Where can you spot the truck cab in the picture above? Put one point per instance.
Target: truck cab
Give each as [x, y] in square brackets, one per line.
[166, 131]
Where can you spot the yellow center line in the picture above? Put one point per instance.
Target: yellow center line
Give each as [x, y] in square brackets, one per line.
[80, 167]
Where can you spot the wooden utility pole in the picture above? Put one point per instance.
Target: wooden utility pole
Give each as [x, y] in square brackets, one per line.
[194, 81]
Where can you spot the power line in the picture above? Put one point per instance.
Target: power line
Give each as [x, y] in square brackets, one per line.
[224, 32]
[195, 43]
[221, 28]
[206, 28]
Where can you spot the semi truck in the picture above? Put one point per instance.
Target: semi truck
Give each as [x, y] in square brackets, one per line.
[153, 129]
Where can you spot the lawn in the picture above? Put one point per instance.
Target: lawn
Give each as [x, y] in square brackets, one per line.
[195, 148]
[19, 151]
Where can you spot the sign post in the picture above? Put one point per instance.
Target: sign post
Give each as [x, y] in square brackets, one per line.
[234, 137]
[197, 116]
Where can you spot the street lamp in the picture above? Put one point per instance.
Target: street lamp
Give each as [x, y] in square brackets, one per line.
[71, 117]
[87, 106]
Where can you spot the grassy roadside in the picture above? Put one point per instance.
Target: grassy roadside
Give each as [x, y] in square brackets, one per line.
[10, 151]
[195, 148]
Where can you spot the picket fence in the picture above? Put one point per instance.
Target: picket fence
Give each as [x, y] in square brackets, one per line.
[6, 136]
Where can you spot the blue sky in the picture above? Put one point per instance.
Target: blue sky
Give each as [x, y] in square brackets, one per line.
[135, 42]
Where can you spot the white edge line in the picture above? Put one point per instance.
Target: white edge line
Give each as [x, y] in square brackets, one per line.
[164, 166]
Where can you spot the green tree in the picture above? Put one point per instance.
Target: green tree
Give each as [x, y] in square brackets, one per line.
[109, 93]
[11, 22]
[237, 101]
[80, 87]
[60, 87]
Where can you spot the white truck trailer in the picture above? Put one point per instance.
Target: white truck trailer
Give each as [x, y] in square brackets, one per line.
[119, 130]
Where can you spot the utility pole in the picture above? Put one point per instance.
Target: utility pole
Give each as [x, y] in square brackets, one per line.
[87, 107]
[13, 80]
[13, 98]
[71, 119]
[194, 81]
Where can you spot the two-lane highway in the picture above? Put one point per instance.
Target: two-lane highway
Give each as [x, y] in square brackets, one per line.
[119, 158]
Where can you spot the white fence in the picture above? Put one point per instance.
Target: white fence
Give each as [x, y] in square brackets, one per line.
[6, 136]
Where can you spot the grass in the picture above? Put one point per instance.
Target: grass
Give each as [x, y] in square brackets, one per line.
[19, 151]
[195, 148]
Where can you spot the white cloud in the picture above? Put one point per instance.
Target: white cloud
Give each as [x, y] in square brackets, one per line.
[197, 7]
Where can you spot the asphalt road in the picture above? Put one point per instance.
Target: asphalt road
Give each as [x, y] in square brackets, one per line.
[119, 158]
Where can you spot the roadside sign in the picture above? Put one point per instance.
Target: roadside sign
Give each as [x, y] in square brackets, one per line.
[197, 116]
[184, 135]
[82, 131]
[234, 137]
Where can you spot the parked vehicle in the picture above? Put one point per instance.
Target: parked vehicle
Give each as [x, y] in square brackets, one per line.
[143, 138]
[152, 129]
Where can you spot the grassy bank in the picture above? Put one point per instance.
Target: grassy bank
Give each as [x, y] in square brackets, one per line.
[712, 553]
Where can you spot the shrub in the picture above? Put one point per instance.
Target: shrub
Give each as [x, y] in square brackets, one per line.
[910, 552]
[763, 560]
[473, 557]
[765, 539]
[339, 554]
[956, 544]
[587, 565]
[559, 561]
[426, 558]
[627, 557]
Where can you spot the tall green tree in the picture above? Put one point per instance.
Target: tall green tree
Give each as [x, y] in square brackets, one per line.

**TASK**
Word for word, restate the lines above from the line containing "Target: sign post" through the line containing "Target: blue sky", with both included and nothing else.

**ANSWER TO THE EXERCISE**
Target: sign post
Give each as [x, y] in square brackets, one per line.
[234, 137]
[197, 116]
Where can you spot the street lamp in the picture above? Put one point per instance.
Target: street lamp
Give each as [x, y] in square brackets, one per line.
[71, 117]
[87, 106]
Where can you spot the grassy roadside in the picture above? Put one point per instance.
Target: grassy roadside
Give each as [x, y] in square brackets, one per line.
[10, 151]
[195, 148]
Where can you spot the picket fence in the picture above? Put one point per instance.
Target: picket fence
Give each as [x, y] in square brackets, one per line.
[6, 136]
Where can you spot the blue sky in the picture above? Put one point per instance.
Target: blue sky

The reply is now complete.